What you should do: Pull every line containing the word "background" from the records.

======== Provided material ========

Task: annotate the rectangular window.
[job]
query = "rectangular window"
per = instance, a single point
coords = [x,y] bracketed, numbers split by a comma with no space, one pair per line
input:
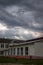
[1,52]
[26,50]
[6,46]
[21,50]
[14,51]
[2,45]
[17,51]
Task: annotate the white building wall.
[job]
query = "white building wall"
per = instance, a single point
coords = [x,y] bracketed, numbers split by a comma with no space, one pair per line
[39,49]
[31,50]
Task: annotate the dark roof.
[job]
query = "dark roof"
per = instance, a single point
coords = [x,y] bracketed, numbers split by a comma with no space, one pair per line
[3,40]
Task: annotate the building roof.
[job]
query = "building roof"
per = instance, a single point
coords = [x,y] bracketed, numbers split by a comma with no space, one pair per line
[3,40]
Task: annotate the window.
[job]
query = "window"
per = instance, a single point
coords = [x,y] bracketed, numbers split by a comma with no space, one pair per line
[11,51]
[21,50]
[1,52]
[17,51]
[14,51]
[6,45]
[26,50]
[2,45]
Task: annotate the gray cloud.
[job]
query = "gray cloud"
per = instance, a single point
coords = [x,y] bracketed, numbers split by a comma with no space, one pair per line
[29,15]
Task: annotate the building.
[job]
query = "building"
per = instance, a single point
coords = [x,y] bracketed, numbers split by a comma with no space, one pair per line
[11,47]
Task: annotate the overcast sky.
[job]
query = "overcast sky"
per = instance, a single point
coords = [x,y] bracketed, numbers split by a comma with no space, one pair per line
[21,19]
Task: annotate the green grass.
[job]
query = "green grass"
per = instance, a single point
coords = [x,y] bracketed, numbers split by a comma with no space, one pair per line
[21,61]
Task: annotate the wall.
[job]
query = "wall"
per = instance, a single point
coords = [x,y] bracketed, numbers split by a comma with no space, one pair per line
[39,48]
[31,50]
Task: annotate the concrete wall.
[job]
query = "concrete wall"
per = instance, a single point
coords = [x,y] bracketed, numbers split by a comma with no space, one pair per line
[31,50]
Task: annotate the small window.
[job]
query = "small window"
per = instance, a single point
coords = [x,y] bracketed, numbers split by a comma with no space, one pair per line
[26,50]
[1,52]
[11,51]
[17,51]
[6,46]
[2,45]
[21,50]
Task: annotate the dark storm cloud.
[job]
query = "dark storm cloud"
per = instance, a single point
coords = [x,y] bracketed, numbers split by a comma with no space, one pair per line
[34,6]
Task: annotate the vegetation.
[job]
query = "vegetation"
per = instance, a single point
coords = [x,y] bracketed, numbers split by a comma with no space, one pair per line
[21,61]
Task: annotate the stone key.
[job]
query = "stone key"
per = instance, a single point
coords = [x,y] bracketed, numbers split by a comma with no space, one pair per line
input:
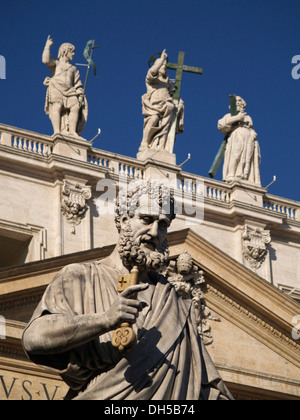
[124,337]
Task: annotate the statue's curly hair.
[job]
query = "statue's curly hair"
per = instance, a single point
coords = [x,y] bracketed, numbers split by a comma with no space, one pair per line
[128,199]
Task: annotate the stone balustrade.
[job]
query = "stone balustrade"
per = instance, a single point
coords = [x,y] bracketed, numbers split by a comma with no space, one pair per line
[288,208]
[209,189]
[25,140]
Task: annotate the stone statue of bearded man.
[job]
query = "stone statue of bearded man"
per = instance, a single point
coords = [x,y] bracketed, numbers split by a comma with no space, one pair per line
[72,328]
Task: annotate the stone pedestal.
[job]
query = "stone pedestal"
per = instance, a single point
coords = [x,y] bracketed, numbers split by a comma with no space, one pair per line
[70,147]
[156,155]
[247,192]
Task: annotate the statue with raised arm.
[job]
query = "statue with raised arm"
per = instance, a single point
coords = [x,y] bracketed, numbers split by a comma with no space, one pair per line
[242,154]
[77,327]
[66,102]
[159,108]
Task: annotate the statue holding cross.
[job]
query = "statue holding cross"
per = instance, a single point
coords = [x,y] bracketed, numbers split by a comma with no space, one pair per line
[163,109]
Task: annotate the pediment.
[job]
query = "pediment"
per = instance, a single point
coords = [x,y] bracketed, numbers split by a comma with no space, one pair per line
[253,346]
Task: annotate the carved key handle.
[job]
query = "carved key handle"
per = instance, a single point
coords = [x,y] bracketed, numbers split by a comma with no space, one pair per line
[124,337]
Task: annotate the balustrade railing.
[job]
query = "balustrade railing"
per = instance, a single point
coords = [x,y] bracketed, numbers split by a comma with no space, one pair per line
[33,144]
[287,208]
[209,189]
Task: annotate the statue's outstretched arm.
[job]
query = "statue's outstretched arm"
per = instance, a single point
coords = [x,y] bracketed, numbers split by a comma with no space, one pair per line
[46,57]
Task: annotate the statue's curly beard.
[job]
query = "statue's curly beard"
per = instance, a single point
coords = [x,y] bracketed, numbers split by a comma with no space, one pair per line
[132,255]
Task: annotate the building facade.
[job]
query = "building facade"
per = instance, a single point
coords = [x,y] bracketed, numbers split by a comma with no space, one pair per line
[57,207]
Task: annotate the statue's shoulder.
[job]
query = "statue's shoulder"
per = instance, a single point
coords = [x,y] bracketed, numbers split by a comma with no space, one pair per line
[77,270]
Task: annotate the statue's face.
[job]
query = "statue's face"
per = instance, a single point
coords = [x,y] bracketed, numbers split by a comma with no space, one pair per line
[150,223]
[70,54]
[143,236]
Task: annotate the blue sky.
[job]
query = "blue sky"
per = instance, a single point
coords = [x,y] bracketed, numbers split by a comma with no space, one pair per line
[245,48]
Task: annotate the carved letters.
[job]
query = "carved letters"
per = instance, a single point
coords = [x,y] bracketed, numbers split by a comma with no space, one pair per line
[14,388]
[74,206]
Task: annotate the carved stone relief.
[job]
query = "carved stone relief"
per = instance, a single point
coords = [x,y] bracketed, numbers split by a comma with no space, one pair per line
[189,282]
[74,202]
[255,243]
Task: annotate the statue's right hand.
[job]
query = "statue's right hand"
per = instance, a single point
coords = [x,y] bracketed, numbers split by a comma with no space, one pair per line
[123,308]
[49,41]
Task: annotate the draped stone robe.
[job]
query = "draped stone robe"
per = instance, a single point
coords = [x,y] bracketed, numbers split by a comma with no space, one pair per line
[168,362]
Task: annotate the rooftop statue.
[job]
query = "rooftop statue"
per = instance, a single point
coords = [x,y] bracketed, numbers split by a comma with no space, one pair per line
[242,153]
[66,102]
[73,329]
[160,110]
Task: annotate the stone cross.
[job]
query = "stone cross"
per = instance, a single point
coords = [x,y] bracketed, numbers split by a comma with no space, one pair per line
[180,67]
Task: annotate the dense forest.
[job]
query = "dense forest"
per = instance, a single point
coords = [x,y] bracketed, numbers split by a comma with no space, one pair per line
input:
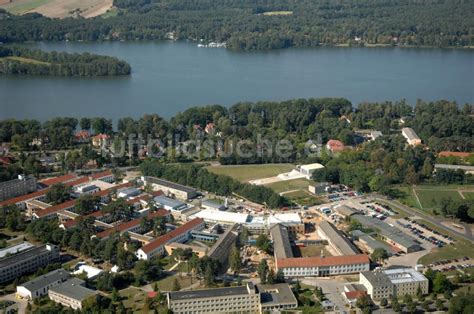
[23,61]
[262,24]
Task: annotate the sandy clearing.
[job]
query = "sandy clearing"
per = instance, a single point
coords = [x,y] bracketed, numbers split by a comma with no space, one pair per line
[67,8]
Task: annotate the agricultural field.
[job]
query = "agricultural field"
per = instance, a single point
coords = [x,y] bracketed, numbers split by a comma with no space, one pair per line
[58,8]
[245,173]
[429,197]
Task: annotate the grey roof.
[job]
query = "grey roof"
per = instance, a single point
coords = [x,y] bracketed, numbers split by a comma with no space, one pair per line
[387,231]
[210,293]
[377,278]
[345,210]
[410,134]
[47,279]
[213,204]
[23,255]
[221,249]
[281,241]
[166,201]
[277,294]
[74,289]
[337,239]
[171,185]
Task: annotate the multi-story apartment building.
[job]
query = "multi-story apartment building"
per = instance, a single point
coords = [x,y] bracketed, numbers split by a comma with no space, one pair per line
[393,282]
[16,187]
[27,261]
[323,266]
[243,299]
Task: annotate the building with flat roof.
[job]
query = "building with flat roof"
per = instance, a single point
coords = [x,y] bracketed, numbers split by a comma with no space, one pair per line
[71,293]
[180,234]
[15,249]
[393,282]
[221,248]
[336,240]
[243,299]
[281,242]
[171,204]
[170,188]
[16,187]
[210,204]
[390,234]
[411,137]
[39,286]
[345,211]
[308,170]
[322,266]
[27,261]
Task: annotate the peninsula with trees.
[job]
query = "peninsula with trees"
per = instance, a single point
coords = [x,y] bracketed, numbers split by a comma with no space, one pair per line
[24,61]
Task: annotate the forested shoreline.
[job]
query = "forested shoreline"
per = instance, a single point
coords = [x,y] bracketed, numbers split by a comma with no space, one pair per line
[256,25]
[23,61]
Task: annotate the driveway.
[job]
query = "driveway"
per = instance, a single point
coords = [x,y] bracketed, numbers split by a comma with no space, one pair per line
[332,290]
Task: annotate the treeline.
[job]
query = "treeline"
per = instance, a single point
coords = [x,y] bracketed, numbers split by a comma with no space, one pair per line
[244,26]
[199,177]
[23,61]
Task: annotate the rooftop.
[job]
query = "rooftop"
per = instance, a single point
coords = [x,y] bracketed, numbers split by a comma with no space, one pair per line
[322,261]
[210,293]
[74,289]
[220,216]
[44,280]
[281,242]
[337,239]
[170,184]
[277,294]
[153,245]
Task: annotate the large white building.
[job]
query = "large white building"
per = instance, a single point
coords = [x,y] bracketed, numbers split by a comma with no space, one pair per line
[393,282]
[27,261]
[322,266]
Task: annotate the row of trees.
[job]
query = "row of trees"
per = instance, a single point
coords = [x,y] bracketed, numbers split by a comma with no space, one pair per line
[245,26]
[23,61]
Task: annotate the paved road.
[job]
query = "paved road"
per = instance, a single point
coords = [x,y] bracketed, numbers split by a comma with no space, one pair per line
[332,290]
[415,212]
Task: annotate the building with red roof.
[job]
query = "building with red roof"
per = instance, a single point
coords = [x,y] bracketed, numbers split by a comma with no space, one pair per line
[335,146]
[132,225]
[61,179]
[180,235]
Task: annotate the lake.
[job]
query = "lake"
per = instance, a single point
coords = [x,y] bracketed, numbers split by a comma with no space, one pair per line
[169,77]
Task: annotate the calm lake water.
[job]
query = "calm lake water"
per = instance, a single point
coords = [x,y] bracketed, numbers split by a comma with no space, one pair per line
[171,76]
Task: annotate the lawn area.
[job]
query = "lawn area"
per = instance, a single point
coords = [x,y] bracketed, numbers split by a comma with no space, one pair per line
[432,198]
[468,195]
[460,249]
[282,186]
[23,6]
[244,173]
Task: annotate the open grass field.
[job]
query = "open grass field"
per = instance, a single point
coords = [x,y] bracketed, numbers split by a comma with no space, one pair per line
[429,197]
[290,185]
[245,173]
[58,8]
[460,249]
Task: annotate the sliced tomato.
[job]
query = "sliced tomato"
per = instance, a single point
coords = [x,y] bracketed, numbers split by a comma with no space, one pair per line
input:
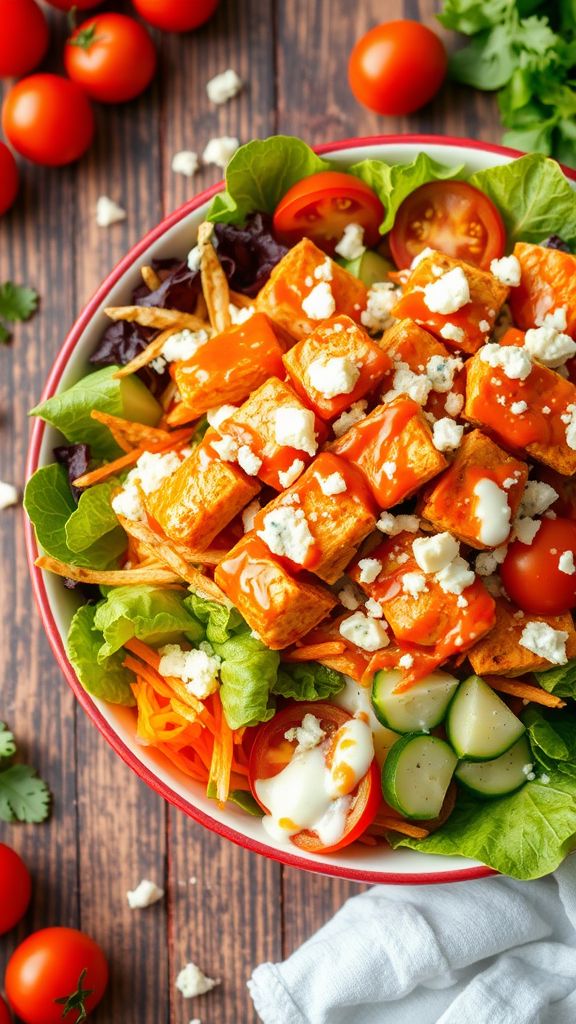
[272,752]
[320,207]
[453,217]
[531,573]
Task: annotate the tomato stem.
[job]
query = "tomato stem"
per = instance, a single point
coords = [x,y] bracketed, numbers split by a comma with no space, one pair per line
[77,999]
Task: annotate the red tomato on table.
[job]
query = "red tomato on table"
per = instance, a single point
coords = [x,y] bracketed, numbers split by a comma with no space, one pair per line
[24,39]
[48,119]
[175,15]
[51,967]
[8,178]
[320,207]
[271,753]
[15,888]
[111,56]
[397,67]
[531,574]
[453,217]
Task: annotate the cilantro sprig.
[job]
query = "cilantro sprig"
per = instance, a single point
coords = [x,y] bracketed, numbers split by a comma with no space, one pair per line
[527,50]
[24,797]
[16,303]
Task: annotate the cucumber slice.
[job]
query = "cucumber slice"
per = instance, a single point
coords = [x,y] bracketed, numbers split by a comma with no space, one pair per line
[416,775]
[137,402]
[496,778]
[419,709]
[479,725]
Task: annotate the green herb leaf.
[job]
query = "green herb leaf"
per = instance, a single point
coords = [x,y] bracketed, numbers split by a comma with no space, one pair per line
[107,679]
[307,681]
[533,197]
[16,302]
[24,797]
[7,742]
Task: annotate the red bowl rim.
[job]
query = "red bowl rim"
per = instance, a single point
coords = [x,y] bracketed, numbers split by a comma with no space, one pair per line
[41,595]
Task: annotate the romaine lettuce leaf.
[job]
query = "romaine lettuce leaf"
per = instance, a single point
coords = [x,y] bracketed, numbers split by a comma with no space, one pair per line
[49,505]
[107,679]
[260,173]
[533,197]
[94,518]
[155,615]
[307,681]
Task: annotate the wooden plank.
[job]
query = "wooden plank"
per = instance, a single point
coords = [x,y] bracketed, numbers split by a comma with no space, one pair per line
[230,920]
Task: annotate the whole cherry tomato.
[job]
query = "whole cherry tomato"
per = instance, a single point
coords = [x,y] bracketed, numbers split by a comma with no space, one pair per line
[48,119]
[397,67]
[175,15]
[24,39]
[55,972]
[8,178]
[111,56]
[15,888]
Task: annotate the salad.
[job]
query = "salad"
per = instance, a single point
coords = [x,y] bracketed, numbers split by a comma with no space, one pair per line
[316,500]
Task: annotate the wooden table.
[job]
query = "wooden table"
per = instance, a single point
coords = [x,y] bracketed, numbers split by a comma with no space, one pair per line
[108,830]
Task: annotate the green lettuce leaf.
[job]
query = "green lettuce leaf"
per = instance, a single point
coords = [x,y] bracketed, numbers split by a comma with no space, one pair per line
[70,411]
[260,173]
[49,505]
[155,615]
[533,197]
[95,518]
[248,673]
[307,681]
[108,678]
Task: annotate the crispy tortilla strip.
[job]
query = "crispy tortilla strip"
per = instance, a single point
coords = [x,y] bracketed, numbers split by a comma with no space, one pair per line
[535,694]
[151,352]
[150,278]
[314,651]
[108,578]
[214,284]
[156,316]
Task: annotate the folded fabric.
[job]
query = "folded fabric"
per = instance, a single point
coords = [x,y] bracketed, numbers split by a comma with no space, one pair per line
[490,951]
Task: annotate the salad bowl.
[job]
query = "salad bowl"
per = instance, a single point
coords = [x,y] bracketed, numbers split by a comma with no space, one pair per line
[173,237]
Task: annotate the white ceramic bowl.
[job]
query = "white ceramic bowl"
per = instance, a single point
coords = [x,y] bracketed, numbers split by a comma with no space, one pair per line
[174,237]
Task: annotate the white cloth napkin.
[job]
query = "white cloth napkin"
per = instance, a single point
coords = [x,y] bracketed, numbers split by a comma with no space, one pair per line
[490,951]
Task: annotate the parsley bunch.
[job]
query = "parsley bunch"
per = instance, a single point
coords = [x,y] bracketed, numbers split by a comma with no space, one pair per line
[526,49]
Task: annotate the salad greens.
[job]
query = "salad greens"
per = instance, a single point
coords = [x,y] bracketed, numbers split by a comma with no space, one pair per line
[526,48]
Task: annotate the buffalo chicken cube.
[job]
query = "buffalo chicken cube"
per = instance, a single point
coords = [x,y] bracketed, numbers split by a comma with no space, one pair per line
[502,653]
[547,283]
[412,348]
[319,522]
[273,435]
[478,497]
[230,366]
[335,366]
[454,300]
[200,499]
[416,605]
[394,449]
[306,287]
[523,403]
[279,607]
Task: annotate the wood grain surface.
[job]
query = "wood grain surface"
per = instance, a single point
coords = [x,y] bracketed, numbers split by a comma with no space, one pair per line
[225,908]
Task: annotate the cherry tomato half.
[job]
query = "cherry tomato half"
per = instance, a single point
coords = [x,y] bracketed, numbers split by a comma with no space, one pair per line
[531,574]
[8,178]
[15,888]
[175,15]
[48,119]
[111,56]
[24,39]
[451,216]
[321,206]
[397,67]
[272,752]
[52,965]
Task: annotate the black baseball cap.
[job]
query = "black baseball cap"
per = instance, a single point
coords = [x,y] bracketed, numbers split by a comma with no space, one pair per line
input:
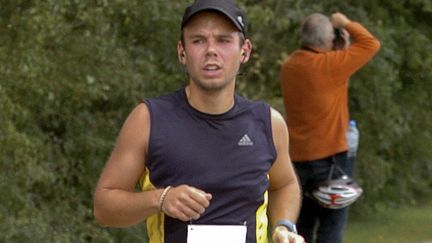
[226,7]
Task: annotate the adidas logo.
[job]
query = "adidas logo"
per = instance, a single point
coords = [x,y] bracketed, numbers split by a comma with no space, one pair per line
[245,141]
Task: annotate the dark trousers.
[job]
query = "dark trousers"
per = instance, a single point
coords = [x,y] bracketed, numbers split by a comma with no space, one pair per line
[316,223]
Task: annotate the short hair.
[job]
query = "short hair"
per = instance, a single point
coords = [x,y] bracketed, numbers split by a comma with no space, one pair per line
[316,31]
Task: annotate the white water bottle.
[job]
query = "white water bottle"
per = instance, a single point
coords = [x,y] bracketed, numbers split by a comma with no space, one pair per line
[352,138]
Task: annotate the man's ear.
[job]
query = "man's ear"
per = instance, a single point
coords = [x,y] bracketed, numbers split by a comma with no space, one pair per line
[246,50]
[181,53]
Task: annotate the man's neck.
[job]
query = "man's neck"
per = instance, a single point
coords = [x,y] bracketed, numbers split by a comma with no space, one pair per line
[210,102]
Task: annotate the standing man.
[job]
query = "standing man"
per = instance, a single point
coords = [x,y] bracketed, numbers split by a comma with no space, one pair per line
[212,164]
[314,83]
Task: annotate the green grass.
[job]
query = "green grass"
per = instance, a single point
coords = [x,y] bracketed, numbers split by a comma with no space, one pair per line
[405,225]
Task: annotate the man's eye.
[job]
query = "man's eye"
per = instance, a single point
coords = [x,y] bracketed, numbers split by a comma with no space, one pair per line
[225,40]
[197,41]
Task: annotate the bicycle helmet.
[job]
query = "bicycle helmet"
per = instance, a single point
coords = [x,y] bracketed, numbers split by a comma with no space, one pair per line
[336,193]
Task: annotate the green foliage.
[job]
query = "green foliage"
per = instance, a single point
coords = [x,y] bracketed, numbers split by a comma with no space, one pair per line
[72,70]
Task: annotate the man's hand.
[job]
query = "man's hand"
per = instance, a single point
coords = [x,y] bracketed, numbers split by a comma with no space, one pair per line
[185,203]
[282,235]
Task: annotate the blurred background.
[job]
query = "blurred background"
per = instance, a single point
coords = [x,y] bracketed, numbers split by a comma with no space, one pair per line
[71,71]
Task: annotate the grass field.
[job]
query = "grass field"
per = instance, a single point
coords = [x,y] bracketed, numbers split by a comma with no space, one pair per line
[406,225]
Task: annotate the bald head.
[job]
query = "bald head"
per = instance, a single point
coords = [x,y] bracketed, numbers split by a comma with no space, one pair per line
[317,31]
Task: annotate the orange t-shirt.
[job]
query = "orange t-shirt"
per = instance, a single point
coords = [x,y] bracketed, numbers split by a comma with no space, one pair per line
[315,90]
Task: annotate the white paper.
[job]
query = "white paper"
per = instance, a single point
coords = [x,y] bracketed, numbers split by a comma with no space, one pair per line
[216,233]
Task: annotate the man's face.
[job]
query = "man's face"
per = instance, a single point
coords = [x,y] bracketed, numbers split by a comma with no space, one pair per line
[211,50]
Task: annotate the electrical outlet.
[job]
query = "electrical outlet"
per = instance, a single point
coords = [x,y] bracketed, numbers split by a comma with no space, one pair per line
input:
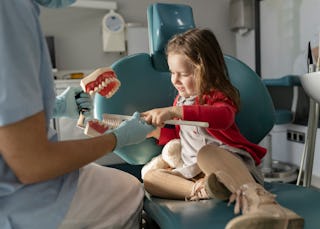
[295,136]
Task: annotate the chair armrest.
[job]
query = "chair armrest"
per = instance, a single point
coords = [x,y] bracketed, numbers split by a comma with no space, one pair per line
[285,81]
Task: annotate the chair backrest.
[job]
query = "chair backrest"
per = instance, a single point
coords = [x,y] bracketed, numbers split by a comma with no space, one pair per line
[257,115]
[164,21]
[146,84]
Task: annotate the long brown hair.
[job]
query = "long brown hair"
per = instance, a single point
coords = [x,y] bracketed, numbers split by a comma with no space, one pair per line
[201,47]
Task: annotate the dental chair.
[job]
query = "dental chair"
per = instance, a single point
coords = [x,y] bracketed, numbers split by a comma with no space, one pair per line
[276,170]
[146,84]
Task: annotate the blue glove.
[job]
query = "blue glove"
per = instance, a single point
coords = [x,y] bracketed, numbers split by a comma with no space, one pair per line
[70,102]
[132,131]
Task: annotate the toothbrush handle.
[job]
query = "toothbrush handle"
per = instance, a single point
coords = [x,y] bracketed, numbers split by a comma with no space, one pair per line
[170,122]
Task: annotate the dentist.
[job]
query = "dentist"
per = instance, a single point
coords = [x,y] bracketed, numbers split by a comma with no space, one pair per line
[44,183]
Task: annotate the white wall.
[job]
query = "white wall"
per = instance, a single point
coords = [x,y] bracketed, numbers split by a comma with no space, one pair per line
[78,37]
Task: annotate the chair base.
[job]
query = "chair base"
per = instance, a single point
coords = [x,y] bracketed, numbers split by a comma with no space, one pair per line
[280,172]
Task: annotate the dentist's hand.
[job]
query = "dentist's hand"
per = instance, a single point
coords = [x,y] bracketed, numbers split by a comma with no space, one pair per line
[70,102]
[132,131]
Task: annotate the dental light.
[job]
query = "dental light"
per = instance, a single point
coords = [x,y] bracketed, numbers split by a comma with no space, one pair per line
[113,24]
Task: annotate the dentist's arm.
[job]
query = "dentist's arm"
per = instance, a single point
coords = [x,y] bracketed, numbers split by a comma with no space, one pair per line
[25,148]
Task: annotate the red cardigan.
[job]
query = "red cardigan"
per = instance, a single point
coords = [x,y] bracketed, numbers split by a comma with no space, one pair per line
[219,112]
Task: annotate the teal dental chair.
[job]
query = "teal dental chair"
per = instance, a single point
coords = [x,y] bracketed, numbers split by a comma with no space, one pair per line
[146,84]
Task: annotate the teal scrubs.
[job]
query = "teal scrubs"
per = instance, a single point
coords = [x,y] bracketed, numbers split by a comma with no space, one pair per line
[26,88]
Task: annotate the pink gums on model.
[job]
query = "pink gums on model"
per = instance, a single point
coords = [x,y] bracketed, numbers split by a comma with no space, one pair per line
[103,81]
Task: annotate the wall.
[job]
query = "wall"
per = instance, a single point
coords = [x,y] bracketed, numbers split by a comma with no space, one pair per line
[78,35]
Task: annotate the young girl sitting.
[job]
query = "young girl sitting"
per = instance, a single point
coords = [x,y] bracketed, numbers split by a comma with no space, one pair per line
[218,161]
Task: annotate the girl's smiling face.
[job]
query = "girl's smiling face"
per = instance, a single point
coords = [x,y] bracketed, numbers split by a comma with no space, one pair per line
[182,74]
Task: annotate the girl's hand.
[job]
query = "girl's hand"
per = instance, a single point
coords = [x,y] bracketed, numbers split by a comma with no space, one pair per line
[158,116]
[155,133]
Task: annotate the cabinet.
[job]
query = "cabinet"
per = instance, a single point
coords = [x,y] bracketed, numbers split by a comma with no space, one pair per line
[67,128]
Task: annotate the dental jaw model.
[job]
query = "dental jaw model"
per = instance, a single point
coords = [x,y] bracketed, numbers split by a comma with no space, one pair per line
[103,81]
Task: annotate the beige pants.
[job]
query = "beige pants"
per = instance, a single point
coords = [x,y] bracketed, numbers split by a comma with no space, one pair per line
[105,198]
[166,184]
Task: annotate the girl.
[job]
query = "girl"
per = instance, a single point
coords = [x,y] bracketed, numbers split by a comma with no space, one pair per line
[218,162]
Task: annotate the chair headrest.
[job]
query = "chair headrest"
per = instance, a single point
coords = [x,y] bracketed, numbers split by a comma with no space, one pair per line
[164,21]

========

Exercise result:
Task: annotate the blurred background.
query = "blurred background"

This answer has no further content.